= ENTRIES =

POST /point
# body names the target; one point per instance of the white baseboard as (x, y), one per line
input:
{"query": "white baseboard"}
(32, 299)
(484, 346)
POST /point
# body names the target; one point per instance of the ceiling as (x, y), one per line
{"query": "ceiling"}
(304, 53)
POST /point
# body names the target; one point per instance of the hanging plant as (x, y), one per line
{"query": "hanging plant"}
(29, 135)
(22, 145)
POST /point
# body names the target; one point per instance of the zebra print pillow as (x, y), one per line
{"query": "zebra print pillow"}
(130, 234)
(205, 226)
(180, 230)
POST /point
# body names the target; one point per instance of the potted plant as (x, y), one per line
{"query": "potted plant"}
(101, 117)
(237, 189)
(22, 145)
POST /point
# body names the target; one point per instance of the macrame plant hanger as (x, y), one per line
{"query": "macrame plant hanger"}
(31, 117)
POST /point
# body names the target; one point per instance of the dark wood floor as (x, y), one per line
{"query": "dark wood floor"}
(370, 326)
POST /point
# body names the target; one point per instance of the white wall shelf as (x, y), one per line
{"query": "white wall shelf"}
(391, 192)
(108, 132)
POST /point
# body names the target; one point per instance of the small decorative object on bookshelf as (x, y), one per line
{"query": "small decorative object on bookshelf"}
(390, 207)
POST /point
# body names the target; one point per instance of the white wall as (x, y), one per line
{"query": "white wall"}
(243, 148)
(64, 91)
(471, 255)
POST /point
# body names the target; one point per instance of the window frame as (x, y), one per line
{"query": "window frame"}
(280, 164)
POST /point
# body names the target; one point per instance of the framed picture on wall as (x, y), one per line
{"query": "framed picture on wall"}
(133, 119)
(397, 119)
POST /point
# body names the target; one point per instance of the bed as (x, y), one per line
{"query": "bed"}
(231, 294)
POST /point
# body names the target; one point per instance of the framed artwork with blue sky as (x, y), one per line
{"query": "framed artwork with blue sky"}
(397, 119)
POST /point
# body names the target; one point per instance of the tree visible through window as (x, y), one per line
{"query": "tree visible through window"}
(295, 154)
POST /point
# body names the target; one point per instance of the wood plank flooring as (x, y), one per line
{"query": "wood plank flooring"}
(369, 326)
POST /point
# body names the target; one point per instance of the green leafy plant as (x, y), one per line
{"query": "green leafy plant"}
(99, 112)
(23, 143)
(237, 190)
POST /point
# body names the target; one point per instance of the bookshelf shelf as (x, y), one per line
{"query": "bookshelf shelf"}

= WRITTEN TASK =
Write out the whole listing exactly.

= ANSWER TO THIS TASK =
POST /point
# body names the target; one point per instance of the white baseboard as (x, y), one per line
input:
{"query": "white baseboard"}
(32, 299)
(484, 346)
POST /point
# body names the target; one point per instance of the ceiling as (x, y), one per line
{"query": "ceiling"}
(304, 53)
POST /point
# body names the target; one point per instance of the hanging plant as (x, y), one per line
{"query": "hanging plant"}
(29, 135)
(22, 145)
POST /point
# body names the target; one point per instance of the zebra print pillow as (x, y), one per line
{"query": "zebra print pillow"}
(130, 234)
(205, 226)
(180, 230)
POST /point
# body names the target; one point per instance of the potted plant as (x, y), one per line
{"query": "potted plant"}
(101, 117)
(237, 189)
(22, 145)
POST /point
# body names the target; one point per instance of the macrame plant hanger as (x, y), one per line
{"query": "macrame plant hanger"}
(31, 117)
POST /point
# body names the target; one point per instance of the dark wood floor as (x, y), one per line
{"query": "dark wood floor"}
(370, 326)
POST /point
# body names the target; one point per instance of the white wall shelf as (x, y), one per line
{"query": "white wall shelf"}
(391, 192)
(108, 132)
POST /point
# body names the target; one point per instance of the small decorative object on bookshelf as (x, y), one per line
{"query": "small decorative object on bookshelf"}
(390, 207)
POST /point
# body names the target; one point per instance of the white wall as (x, y), one per line
{"query": "white wall"}
(243, 148)
(64, 91)
(471, 255)
POST /point
# body names the target; one point per instance of the window frame as (x, y), one per line
{"query": "window frame"}
(280, 164)
POST /point
# body names the target; one point per instance of the framed picture on wall as (x, y), one per line
{"query": "framed picture on wall"}
(133, 119)
(397, 119)
POST /point
# body names the target; one point per instance of the bed as (x, y), one per line
{"query": "bed"}
(231, 294)
POST /point
# body names the target; one point per instance of the framed artwork with blue sky as (x, y), one per line
{"query": "framed artwork with blue sky"}
(397, 119)
POST /point
# body names the target; one point per instance of the tree visible through window as (x, y), one per line
{"query": "tree visible through window"}
(295, 154)
POST /point
# body names the target; one point per instance of the wood plank flooring as (x, y), one per line
{"query": "wood plank flooring"}
(369, 326)
POST /point
# body names the target; one point per instance of the green leafy plant as (x, y), one per line
{"query": "green leafy plant"}
(99, 112)
(23, 143)
(237, 190)
POST /point
# body names the target; one point per instance of the bookshelf shelf as (x, y), one per line
{"query": "bookshelf shelf"}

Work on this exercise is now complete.